■ **WHAT YOU NEED TO DO**
Repeat all the data exactly, and where a record holds a picture, leave that picture out.

■ **TASK DATA**
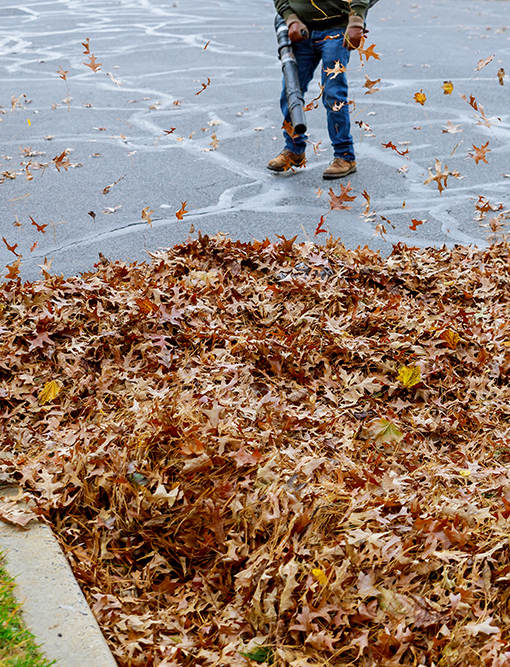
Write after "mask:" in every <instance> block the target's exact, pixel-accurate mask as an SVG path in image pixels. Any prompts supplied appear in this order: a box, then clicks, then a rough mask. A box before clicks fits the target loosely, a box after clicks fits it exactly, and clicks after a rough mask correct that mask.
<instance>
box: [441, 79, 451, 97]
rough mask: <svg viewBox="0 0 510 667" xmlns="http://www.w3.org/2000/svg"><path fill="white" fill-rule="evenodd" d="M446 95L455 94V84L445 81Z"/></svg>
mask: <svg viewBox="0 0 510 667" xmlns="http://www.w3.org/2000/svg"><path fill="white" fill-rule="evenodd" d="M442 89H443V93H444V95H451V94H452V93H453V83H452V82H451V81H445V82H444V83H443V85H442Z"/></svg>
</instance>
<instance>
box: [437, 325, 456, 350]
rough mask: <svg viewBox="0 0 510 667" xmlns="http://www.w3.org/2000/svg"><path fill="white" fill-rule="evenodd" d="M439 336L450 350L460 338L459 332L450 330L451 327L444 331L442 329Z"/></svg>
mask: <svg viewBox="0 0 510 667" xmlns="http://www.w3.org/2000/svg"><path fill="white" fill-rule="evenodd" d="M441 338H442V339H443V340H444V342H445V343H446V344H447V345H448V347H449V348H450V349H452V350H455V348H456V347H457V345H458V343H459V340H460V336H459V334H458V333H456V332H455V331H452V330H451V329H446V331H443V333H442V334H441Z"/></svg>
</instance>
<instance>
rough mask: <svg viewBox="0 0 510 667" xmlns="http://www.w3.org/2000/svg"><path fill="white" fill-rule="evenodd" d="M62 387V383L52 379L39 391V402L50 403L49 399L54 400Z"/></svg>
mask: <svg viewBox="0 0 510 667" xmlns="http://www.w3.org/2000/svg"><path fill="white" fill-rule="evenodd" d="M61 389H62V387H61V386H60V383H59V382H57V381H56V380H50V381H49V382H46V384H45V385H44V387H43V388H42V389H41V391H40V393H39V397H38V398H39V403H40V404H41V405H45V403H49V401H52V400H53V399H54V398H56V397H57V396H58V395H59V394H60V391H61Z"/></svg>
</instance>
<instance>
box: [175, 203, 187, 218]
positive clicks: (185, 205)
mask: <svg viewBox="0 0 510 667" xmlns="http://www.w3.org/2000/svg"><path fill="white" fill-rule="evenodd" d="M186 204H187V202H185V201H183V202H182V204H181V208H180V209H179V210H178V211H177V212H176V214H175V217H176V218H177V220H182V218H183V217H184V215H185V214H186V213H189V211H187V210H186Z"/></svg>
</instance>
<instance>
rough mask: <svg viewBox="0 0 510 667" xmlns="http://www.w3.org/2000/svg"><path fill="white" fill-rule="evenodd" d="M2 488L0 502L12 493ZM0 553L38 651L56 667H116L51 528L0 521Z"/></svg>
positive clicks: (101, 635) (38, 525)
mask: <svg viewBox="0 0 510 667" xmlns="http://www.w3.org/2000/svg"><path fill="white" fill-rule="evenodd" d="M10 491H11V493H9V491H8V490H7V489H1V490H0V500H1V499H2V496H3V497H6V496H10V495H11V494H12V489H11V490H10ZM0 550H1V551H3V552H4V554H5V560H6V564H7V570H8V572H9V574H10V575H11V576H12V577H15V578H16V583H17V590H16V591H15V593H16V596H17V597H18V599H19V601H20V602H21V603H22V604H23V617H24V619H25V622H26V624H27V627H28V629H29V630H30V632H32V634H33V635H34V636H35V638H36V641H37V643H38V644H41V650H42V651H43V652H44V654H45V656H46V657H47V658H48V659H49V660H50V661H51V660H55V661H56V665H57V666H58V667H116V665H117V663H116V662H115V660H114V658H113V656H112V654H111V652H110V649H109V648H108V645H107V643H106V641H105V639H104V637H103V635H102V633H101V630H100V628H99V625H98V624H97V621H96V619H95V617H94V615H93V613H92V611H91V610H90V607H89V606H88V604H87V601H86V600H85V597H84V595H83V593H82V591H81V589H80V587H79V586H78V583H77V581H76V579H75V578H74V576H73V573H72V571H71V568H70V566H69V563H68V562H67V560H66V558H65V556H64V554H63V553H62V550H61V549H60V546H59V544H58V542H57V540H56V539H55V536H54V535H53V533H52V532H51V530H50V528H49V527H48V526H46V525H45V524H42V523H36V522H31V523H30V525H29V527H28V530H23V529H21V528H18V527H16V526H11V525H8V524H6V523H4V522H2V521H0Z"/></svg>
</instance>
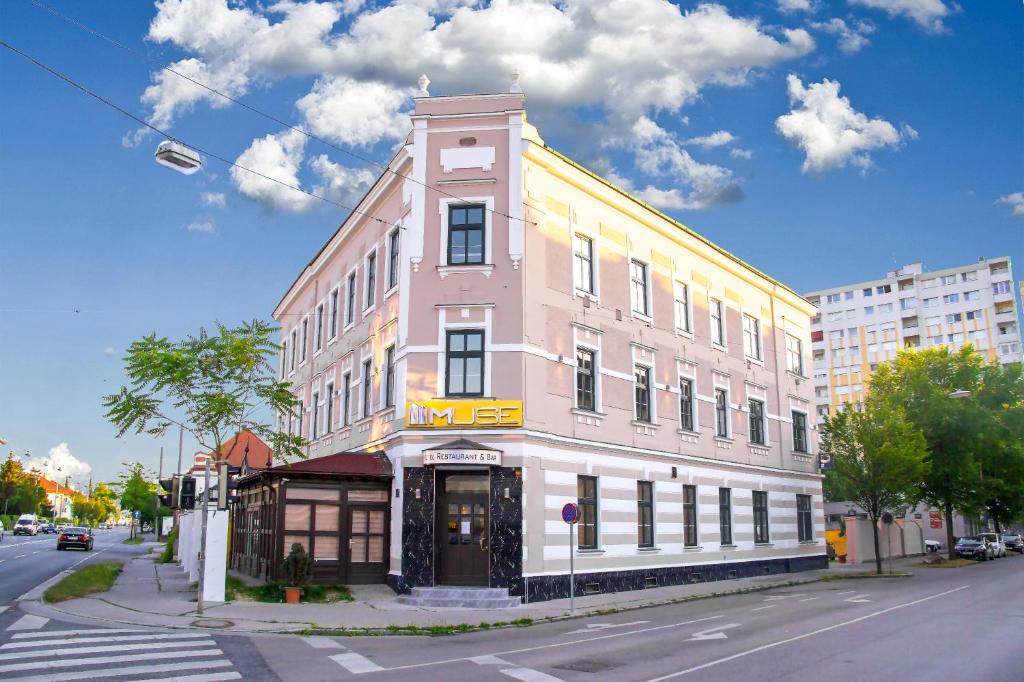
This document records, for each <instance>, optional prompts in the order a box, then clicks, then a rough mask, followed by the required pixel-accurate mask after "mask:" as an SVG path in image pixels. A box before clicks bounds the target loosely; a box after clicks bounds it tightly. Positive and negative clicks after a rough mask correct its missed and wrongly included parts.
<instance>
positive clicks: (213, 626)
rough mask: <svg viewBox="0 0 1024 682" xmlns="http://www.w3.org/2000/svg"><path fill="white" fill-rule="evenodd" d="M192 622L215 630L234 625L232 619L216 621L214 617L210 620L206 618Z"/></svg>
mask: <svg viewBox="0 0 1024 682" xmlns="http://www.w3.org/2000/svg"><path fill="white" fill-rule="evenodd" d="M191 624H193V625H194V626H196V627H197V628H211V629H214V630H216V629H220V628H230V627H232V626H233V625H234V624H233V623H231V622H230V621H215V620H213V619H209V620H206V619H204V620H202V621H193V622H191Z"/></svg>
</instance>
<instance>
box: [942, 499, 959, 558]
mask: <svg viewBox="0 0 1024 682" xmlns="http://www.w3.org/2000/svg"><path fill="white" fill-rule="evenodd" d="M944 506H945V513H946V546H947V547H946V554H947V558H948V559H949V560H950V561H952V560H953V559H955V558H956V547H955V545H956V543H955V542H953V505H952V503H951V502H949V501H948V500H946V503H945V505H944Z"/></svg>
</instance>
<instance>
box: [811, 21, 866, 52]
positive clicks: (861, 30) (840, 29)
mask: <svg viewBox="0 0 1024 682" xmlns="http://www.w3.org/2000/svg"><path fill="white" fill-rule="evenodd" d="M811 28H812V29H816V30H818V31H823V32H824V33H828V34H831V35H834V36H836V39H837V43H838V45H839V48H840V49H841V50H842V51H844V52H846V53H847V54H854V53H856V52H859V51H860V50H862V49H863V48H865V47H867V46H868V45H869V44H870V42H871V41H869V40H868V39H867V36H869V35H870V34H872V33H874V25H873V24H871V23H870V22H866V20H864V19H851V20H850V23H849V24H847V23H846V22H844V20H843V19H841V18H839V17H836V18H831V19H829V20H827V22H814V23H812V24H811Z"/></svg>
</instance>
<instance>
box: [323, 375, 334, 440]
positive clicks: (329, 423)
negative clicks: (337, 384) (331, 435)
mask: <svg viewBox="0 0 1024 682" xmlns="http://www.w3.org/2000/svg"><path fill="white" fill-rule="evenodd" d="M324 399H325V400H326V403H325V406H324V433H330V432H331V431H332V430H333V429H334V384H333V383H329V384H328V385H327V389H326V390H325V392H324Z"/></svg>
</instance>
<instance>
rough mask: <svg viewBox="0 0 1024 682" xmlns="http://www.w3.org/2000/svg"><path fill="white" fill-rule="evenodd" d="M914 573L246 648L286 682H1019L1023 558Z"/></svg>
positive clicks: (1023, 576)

■ **YOUR SOLUTION**
Write after "mask:" in every <instance> block the target's exact, pixel-accurate mask as an SVG path in image pixels. Any prompts supplied appear in this order: a box, then clicks, then a rough mask. A box before clicks fits the target loosely, a box after clicks fits it exactly, and clicks after a rough mask correct that mask.
<instance>
box: [441, 79, 451, 97]
rough mask: <svg viewBox="0 0 510 667" xmlns="http://www.w3.org/2000/svg"><path fill="white" fill-rule="evenodd" d="M446 95L455 94V84L445 81Z"/></svg>
mask: <svg viewBox="0 0 510 667" xmlns="http://www.w3.org/2000/svg"><path fill="white" fill-rule="evenodd" d="M442 89H443V93H444V95H451V94H452V93H453V83H452V82H451V81H445V82H444V83H443V85H442Z"/></svg>
</instance>
<instance>
box: [437, 325, 456, 350]
rough mask: <svg viewBox="0 0 510 667" xmlns="http://www.w3.org/2000/svg"><path fill="white" fill-rule="evenodd" d="M439 336L450 350L460 338L459 332L450 330L451 327L444 331L442 329Z"/></svg>
mask: <svg viewBox="0 0 510 667" xmlns="http://www.w3.org/2000/svg"><path fill="white" fill-rule="evenodd" d="M441 338H442V339H443V340H444V342H445V343H446V344H447V345H448V347H449V348H450V349H452V350H455V348H456V347H457V345H458V343H459V340H460V336H459V334H458V333H456V332H455V331H452V330H451V329H446V331H443V333H442V334H441Z"/></svg>
</instance>
<instance>
rough mask: <svg viewBox="0 0 510 667" xmlns="http://www.w3.org/2000/svg"><path fill="white" fill-rule="evenodd" d="M62 387V383L52 379L39 391V402L50 403L49 399L54 400Z"/></svg>
mask: <svg viewBox="0 0 510 667" xmlns="http://www.w3.org/2000/svg"><path fill="white" fill-rule="evenodd" d="M61 389H62V387H61V386H60V383H59V382H57V381H56V380H50V381H49V382H46V384H45V385H44V387H43V388H42V389H41V391H40V393H39V397H38V398H39V403H40V404H41V405H45V403H49V401H52V400H53V399H54V398H56V397H57V396H58V395H59V394H60V391H61Z"/></svg>
</instance>
<instance>
box: [175, 203, 187, 218]
positive clicks: (185, 205)
mask: <svg viewBox="0 0 510 667" xmlns="http://www.w3.org/2000/svg"><path fill="white" fill-rule="evenodd" d="M186 204H187V202H185V201H183V202H182V204H181V208H180V209H179V210H178V211H177V212H176V214H175V217H176V218H177V220H182V218H183V217H184V215H185V214H186V213H189V211H187V210H186Z"/></svg>
</instance>
<instance>
rough mask: <svg viewBox="0 0 510 667" xmlns="http://www.w3.org/2000/svg"><path fill="white" fill-rule="evenodd" d="M2 488L0 502L12 493ZM0 553L38 651L56 667H116L51 528L0 521Z"/></svg>
positive clicks: (101, 635) (38, 525)
mask: <svg viewBox="0 0 510 667" xmlns="http://www.w3.org/2000/svg"><path fill="white" fill-rule="evenodd" d="M10 491H11V493H9V491H8V490H7V489H1V490H0V500H1V499H2V496H3V497H6V496H10V495H11V494H12V489H11V490H10ZM0 550H1V551H3V552H4V554H5V560H6V564H7V570H8V572H9V574H10V575H11V576H12V577H15V578H16V583H17V590H16V591H15V593H16V596H17V597H18V599H19V601H20V602H21V603H22V604H23V617H24V619H25V622H26V624H27V627H28V629H29V630H30V632H32V634H33V635H34V636H35V638H36V641H37V643H38V644H41V650H42V651H43V652H44V654H45V656H46V657H47V658H48V659H49V660H50V661H51V660H55V661H56V665H57V666H58V667H116V665H117V663H116V662H115V660H114V658H113V656H112V654H111V652H110V649H109V648H108V645H107V643H106V641H105V639H104V637H103V635H102V633H101V630H100V628H99V625H98V624H97V621H96V619H95V617H94V615H93V613H92V611H91V610H90V607H89V606H88V604H87V601H86V600H85V597H84V595H83V593H82V591H81V589H80V587H79V586H78V583H77V581H76V579H75V578H74V576H73V573H72V571H71V568H70V566H69V563H68V562H67V560H66V558H65V556H64V554H63V553H62V550H61V549H60V546H59V544H58V542H57V540H56V539H55V536H54V535H53V533H52V532H51V530H50V528H49V527H48V526H46V525H45V524H42V523H36V522H31V523H30V525H29V527H28V530H23V529H21V528H18V527H16V526H11V525H8V524H6V523H4V522H2V521H0Z"/></svg>
</instance>
This document records, for each <instance>, optional prompts in the order a box, then clicks, then a rough mask, followed by the required pixel-accurate mask after "mask:" as an SVG path in image pixels. A box before clicks bounds the target loosely; a box after clicks bounds it tightly. Positive and negative clicks after a rough mask correct its missed and wrongly included parts.
<instance>
positive clicks: (213, 626)
rough mask: <svg viewBox="0 0 1024 682" xmlns="http://www.w3.org/2000/svg"><path fill="white" fill-rule="evenodd" d="M192 622L215 630L234 625L232 619L216 621L214 617L210 620L206 618Z"/></svg>
mask: <svg viewBox="0 0 1024 682" xmlns="http://www.w3.org/2000/svg"><path fill="white" fill-rule="evenodd" d="M191 624H193V625H194V626H196V627H197V628H211V629H214V630H216V629H220V628H230V627H232V626H233V625H234V624H233V623H231V622H230V621H215V620H213V619H209V620H206V619H204V620H202V621H193V622H191Z"/></svg>
</instance>
<instance>
box: [942, 499, 959, 558]
mask: <svg viewBox="0 0 1024 682" xmlns="http://www.w3.org/2000/svg"><path fill="white" fill-rule="evenodd" d="M944 506H945V513H946V546H947V547H946V554H947V558H948V559H949V560H950V561H952V560H953V559H955V558H956V547H955V545H956V543H955V542H953V505H952V503H951V502H949V501H948V500H946V503H945V505H944Z"/></svg>
</instance>
<instance>
box: [811, 21, 866, 52]
positive clicks: (861, 30) (840, 29)
mask: <svg viewBox="0 0 1024 682" xmlns="http://www.w3.org/2000/svg"><path fill="white" fill-rule="evenodd" d="M811 28H812V29H816V30H818V31H823V32H824V33H828V34H831V35H834V36H836V39H837V43H838V45H839V48H840V49H841V50H842V51H844V52H846V53H847V54H854V53H856V52H859V51H860V50H862V49H863V48H865V47H867V46H868V45H869V44H870V42H871V41H869V40H868V39H867V36H869V35H870V34H872V33H874V25H873V24H871V23H870V22H866V20H864V19H851V20H850V23H849V24H847V23H846V22H844V20H843V19H841V18H839V17H836V18H831V19H829V20H827V22H814V23H812V24H811Z"/></svg>
</instance>
<instance>
box: [323, 375, 334, 440]
positive clicks: (329, 423)
negative clicks: (337, 384) (331, 435)
mask: <svg viewBox="0 0 1024 682" xmlns="http://www.w3.org/2000/svg"><path fill="white" fill-rule="evenodd" d="M324 399H325V400H326V403H325V406H324V433H330V432H331V431H332V430H333V429H334V384H333V383H329V384H328V385H327V389H326V390H325V392H324Z"/></svg>
</instance>
<instance>
rough mask: <svg viewBox="0 0 1024 682" xmlns="http://www.w3.org/2000/svg"><path fill="white" fill-rule="evenodd" d="M914 573L246 648L286 682H1019L1023 558Z"/></svg>
positive clicks: (1023, 576)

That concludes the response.